Rewrite the listing from the line containing "TARGET: man in grey shirt" up to and including the line containing "(1170, 297)", keeping every request line, and increase each point coordinate by 21.

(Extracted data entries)
:::::
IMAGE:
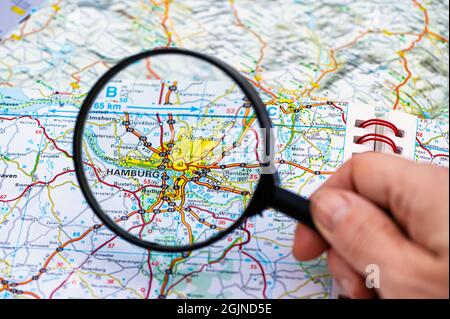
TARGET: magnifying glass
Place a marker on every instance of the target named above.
(174, 150)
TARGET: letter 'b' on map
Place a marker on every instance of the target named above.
(172, 150)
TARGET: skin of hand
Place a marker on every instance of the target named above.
(410, 248)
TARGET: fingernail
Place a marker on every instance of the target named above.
(330, 208)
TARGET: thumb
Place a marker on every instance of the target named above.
(359, 230)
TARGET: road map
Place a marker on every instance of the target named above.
(309, 61)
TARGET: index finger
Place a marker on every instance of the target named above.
(393, 183)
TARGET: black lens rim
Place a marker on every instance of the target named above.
(264, 190)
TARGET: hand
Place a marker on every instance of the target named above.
(411, 248)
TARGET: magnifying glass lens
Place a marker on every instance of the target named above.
(172, 150)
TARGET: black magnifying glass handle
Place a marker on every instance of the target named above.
(294, 206)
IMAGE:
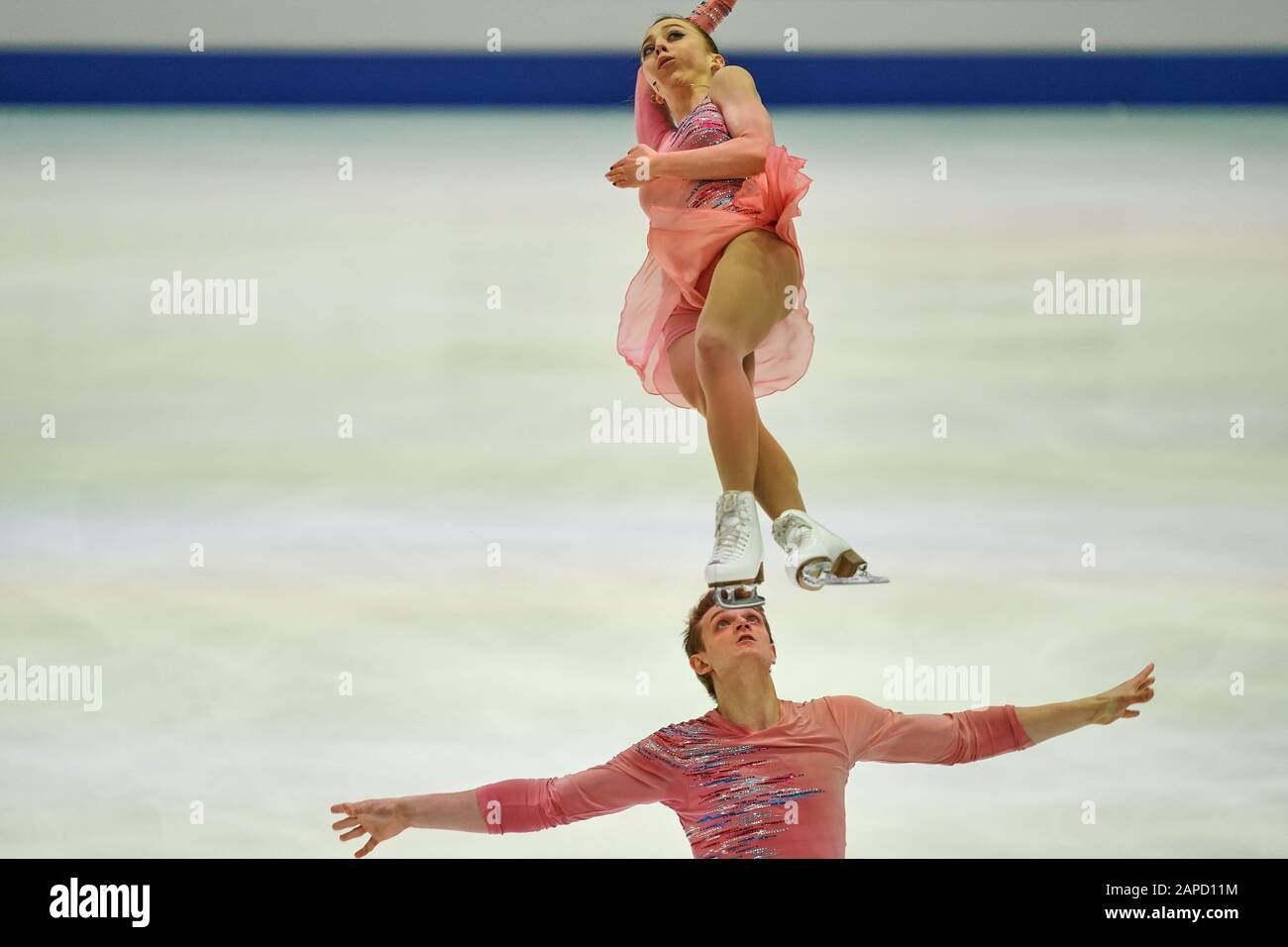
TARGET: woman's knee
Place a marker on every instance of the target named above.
(681, 359)
(715, 348)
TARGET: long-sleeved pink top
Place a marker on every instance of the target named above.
(777, 792)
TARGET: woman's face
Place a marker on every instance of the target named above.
(675, 48)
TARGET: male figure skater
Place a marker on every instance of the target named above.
(758, 777)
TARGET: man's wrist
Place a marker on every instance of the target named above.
(1090, 707)
(412, 810)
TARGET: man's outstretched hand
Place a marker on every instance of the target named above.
(377, 817)
(1115, 703)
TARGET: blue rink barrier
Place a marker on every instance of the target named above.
(599, 78)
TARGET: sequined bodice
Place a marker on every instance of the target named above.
(702, 128)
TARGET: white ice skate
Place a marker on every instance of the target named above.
(737, 558)
(818, 557)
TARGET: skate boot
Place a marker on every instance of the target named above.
(737, 558)
(818, 557)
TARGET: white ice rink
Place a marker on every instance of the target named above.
(369, 556)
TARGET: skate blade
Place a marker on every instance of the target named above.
(818, 578)
(738, 595)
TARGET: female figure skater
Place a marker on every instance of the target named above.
(716, 316)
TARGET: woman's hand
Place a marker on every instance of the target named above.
(1113, 705)
(378, 817)
(635, 169)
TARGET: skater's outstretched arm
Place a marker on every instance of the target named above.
(630, 779)
(888, 736)
(1052, 719)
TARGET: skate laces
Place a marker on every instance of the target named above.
(733, 530)
(791, 530)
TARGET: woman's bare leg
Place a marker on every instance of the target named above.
(743, 303)
(776, 483)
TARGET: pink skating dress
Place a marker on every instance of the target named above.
(691, 223)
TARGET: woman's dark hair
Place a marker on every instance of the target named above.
(694, 631)
(711, 44)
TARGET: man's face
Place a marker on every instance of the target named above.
(674, 52)
(733, 635)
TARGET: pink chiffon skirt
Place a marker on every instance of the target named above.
(684, 245)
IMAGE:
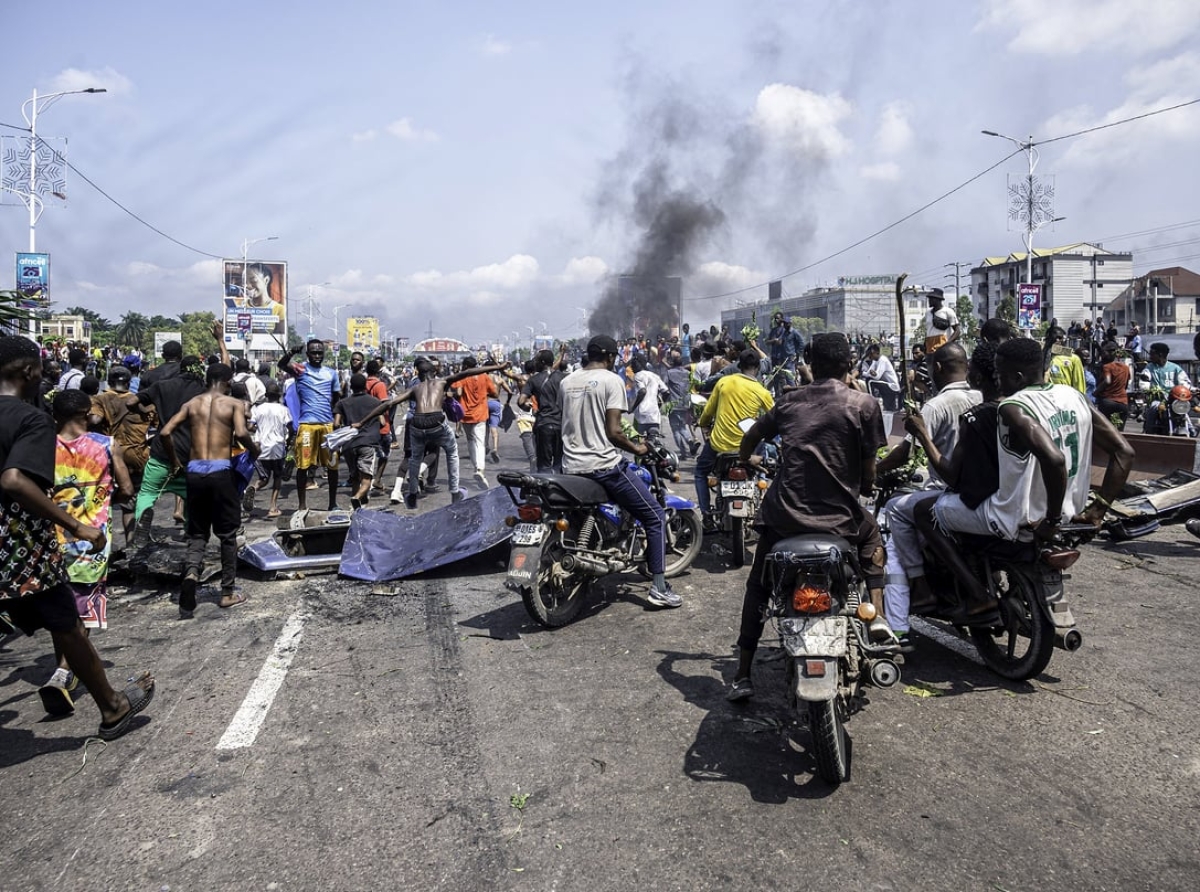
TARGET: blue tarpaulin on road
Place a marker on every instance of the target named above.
(384, 546)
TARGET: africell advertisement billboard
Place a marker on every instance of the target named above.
(256, 304)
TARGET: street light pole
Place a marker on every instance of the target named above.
(31, 120)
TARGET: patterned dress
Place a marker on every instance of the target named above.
(83, 488)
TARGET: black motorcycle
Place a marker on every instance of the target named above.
(567, 533)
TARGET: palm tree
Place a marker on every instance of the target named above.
(132, 329)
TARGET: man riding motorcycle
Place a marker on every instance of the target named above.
(1158, 378)
(593, 400)
(735, 397)
(1045, 433)
(829, 435)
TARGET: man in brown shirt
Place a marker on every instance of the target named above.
(829, 435)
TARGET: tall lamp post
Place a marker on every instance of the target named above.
(337, 352)
(29, 111)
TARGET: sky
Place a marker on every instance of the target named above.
(477, 169)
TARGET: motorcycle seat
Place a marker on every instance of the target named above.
(811, 545)
(569, 490)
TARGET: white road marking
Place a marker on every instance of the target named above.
(252, 712)
(953, 642)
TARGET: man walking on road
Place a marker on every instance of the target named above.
(593, 402)
(216, 421)
(317, 389)
(34, 591)
(475, 391)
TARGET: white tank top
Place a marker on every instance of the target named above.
(1021, 500)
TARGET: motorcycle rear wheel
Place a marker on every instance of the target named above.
(1021, 646)
(685, 534)
(831, 746)
(738, 533)
(555, 598)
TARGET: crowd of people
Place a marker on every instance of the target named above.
(210, 435)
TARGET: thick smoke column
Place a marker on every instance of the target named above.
(672, 223)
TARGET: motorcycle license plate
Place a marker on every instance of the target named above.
(819, 636)
(737, 489)
(528, 533)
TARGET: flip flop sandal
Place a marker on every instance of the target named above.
(139, 698)
(55, 700)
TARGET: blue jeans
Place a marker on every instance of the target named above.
(438, 437)
(628, 490)
(706, 460)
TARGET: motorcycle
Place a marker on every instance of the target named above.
(567, 533)
(737, 494)
(1026, 579)
(820, 608)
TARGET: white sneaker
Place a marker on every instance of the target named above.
(666, 598)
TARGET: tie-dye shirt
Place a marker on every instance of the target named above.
(83, 488)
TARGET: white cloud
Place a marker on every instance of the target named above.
(585, 270)
(805, 123)
(894, 133)
(514, 273)
(103, 78)
(886, 171)
(1071, 27)
(1157, 85)
(495, 46)
(405, 130)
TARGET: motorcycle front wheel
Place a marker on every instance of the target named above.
(831, 746)
(1020, 647)
(684, 536)
(555, 597)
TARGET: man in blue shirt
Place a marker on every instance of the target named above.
(317, 389)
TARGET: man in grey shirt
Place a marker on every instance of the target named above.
(941, 413)
(593, 400)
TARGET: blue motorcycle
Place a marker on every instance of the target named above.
(567, 534)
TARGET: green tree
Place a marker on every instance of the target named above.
(969, 322)
(132, 330)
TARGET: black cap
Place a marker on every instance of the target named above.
(603, 346)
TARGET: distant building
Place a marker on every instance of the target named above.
(448, 349)
(1077, 281)
(65, 328)
(858, 305)
(1170, 297)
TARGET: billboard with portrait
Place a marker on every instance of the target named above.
(34, 280)
(256, 301)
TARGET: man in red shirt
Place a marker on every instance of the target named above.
(473, 394)
(1111, 388)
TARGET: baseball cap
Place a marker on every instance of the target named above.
(603, 346)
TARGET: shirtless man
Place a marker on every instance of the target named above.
(216, 421)
(429, 423)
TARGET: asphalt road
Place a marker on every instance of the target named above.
(432, 737)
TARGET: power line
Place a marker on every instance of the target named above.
(90, 183)
(947, 195)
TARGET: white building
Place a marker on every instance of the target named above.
(1078, 281)
(857, 305)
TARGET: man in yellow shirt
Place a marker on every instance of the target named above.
(735, 397)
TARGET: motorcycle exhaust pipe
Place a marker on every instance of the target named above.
(1068, 639)
(885, 674)
(591, 566)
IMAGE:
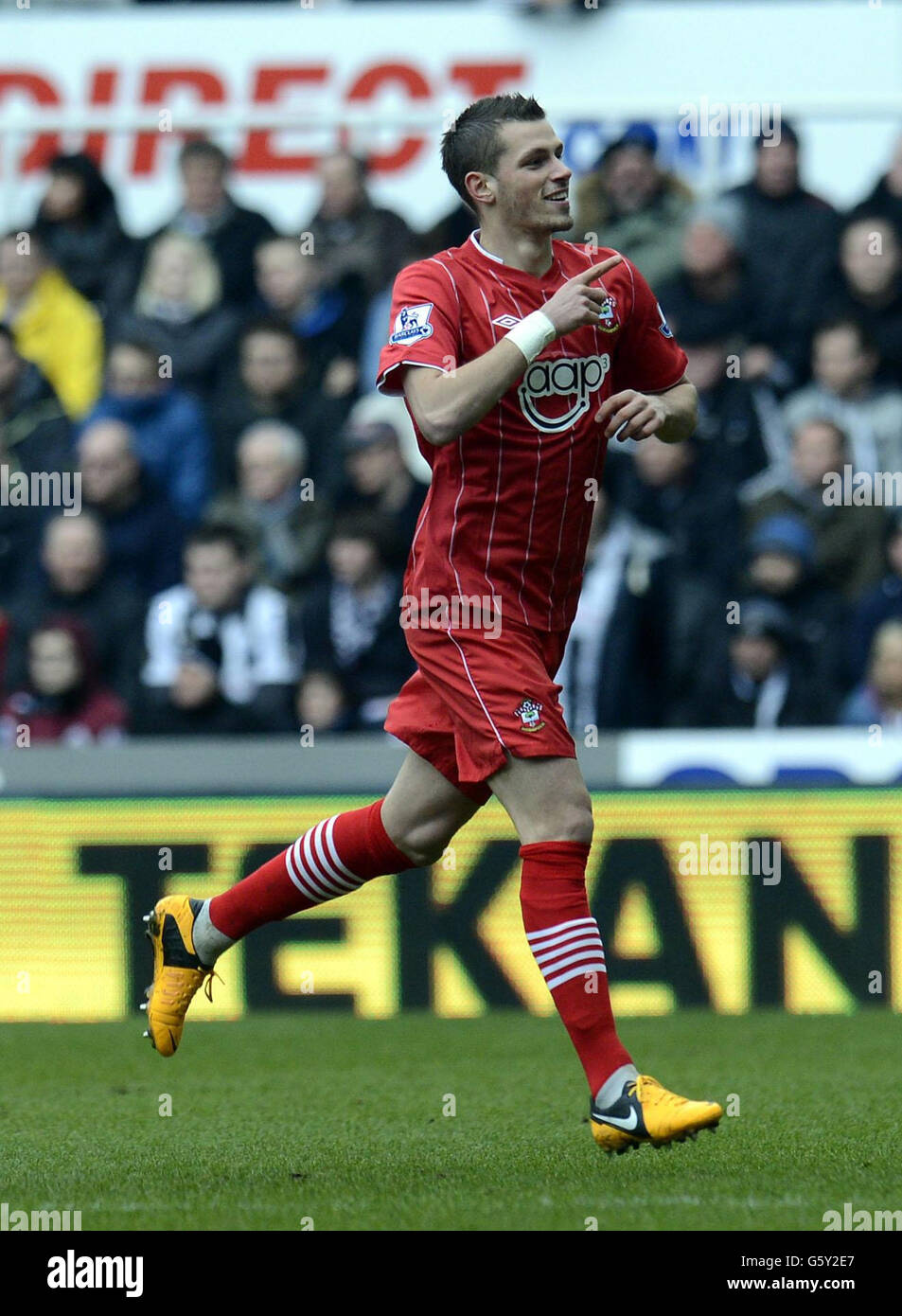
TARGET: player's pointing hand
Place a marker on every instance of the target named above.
:::::
• [Task solution]
TARGET: man in grey shirt
Place a marker on every instance of the target named above.
(962, 434)
(614, 421)
TARGET: blue motorcycle
Place a marker on every instance of the target named above.
(588, 555)
TARGET: green tree
Place a marker on every instance of the target named above.
(990, 343)
(153, 351)
TARGET: black cap
Place a marker on every instance of the target named above.
(624, 367)
TARGET: distant building
Place a marker on every instance of the target named above.
(469, 370)
(1098, 302)
(86, 349)
(879, 326)
(1191, 318)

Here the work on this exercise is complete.